> [DATA TO USE]
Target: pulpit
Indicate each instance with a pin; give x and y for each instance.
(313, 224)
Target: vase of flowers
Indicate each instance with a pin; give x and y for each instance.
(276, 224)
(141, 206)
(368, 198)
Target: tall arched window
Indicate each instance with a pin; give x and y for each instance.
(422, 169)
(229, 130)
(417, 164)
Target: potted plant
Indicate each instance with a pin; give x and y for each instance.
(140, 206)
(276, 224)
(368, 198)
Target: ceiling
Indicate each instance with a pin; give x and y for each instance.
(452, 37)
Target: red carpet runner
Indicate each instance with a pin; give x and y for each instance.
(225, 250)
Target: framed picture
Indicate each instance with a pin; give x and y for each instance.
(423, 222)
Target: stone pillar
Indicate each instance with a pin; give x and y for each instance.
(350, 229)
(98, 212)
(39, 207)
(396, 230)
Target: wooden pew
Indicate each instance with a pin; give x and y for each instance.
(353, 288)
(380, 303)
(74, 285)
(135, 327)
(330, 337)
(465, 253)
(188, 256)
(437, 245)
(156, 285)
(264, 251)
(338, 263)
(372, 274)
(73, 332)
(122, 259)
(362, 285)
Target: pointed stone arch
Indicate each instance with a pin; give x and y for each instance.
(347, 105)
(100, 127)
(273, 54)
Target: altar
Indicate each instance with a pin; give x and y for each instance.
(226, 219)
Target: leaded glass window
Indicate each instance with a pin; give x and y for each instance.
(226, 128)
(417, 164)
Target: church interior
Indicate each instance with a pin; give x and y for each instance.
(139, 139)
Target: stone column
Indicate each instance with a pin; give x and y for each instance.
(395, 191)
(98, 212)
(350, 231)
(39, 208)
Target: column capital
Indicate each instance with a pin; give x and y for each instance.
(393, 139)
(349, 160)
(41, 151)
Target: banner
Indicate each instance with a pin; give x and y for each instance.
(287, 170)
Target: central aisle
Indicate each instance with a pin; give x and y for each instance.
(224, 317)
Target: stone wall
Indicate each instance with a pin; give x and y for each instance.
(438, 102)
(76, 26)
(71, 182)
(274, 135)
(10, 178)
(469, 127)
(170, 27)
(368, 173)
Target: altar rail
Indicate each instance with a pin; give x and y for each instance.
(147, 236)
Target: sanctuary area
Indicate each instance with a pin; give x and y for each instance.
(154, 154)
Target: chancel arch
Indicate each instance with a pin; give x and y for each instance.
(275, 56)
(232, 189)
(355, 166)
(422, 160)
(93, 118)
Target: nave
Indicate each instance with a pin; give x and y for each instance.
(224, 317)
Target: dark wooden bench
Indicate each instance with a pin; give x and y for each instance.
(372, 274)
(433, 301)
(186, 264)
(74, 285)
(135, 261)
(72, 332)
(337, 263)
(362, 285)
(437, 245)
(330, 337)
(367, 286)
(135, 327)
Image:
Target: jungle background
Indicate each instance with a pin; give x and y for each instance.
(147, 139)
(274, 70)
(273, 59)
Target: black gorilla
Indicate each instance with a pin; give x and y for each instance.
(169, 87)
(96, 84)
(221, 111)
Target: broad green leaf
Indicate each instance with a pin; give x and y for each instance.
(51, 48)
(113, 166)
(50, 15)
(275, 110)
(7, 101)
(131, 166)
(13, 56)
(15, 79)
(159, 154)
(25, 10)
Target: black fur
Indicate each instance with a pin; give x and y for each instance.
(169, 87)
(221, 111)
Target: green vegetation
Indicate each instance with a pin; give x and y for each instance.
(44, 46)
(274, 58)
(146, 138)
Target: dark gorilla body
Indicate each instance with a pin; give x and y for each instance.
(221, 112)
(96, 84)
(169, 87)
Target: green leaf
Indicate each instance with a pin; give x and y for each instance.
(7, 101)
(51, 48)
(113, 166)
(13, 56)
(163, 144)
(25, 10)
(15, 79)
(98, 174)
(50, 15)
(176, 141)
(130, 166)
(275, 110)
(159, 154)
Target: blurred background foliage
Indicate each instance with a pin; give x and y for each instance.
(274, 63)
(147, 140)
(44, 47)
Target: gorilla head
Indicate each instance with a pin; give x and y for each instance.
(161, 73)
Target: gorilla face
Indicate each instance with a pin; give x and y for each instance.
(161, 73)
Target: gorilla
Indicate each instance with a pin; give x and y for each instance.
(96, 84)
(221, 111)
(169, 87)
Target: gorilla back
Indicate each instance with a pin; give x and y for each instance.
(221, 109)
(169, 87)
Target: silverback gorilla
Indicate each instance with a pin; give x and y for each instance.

> [WHAT YOU ARE ASKED TO DO] Extract, exactly, the lines above that begin at the line containing "Target: black fur" and end at the final line of the records; add no other text.

> [TASK ANSWER]
Target: black fur
Indicate each instance with a pin; give x and y for each instance.
(169, 87)
(221, 111)
Target: green vegetation
Indicate each instance with a pin; give x and y for each instance.
(44, 46)
(274, 58)
(146, 138)
Target: dark gorilla body
Indicate each instance with a pin; give x and y for each instance.
(221, 112)
(96, 84)
(169, 87)
Target: green leaf
Indicate each instance with a pin; give x and y for each instance.
(7, 101)
(51, 48)
(113, 166)
(13, 56)
(163, 144)
(25, 10)
(15, 79)
(98, 174)
(50, 15)
(176, 141)
(130, 166)
(275, 110)
(159, 154)
Target: blurred background foliage
Indicate each instance with a pin; give x and y for each instance.
(274, 63)
(147, 140)
(44, 47)
Target: gorilla head
Indicate each instance with a pin; give x and y for each instance.
(161, 73)
Target: gorilla face
Indicate each instance with a pin; give x and y for each instance.
(161, 73)
Target: gorilla
Indicate each instance with a pin; give x and y for each instance.
(96, 84)
(221, 111)
(169, 87)
Target: gorilla back
Indicate each instance with a pin; give x and y for each instance.
(221, 109)
(169, 87)
Target: silverback gorilla
Indicate each instance with a pin; give x and y for each instance.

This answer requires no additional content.